■ **Input data**
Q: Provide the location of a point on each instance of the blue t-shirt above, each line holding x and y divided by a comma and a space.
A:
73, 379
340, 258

* * *

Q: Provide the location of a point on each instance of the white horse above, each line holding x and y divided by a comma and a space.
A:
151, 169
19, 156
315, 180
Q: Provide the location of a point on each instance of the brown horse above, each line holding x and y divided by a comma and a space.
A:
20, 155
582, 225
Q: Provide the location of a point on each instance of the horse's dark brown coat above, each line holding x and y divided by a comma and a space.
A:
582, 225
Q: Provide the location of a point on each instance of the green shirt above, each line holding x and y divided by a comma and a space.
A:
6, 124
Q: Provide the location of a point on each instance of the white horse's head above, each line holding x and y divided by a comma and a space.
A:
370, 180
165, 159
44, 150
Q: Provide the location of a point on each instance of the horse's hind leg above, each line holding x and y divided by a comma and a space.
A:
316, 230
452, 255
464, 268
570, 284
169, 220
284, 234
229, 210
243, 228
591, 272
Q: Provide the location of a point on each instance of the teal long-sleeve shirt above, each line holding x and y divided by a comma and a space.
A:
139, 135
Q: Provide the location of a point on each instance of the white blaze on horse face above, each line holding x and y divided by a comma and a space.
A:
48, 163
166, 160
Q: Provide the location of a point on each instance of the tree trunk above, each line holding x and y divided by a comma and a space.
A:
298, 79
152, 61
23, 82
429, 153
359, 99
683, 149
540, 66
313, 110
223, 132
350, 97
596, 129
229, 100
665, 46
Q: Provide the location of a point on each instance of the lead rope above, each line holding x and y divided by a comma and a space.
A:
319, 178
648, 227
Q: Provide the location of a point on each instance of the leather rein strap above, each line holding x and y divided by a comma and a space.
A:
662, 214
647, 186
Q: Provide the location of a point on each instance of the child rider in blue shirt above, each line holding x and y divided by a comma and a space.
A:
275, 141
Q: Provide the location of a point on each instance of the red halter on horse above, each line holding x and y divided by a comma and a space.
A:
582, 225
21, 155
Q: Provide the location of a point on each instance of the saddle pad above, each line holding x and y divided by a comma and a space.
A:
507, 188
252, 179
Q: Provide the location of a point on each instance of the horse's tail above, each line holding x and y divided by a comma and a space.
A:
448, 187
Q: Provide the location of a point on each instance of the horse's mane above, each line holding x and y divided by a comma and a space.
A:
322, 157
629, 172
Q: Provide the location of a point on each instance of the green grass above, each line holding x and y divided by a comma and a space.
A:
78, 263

■ **Task to carry out**
Work out how many lines in the records above contain the word "green", and give only that number.

■ **Result for this task**
2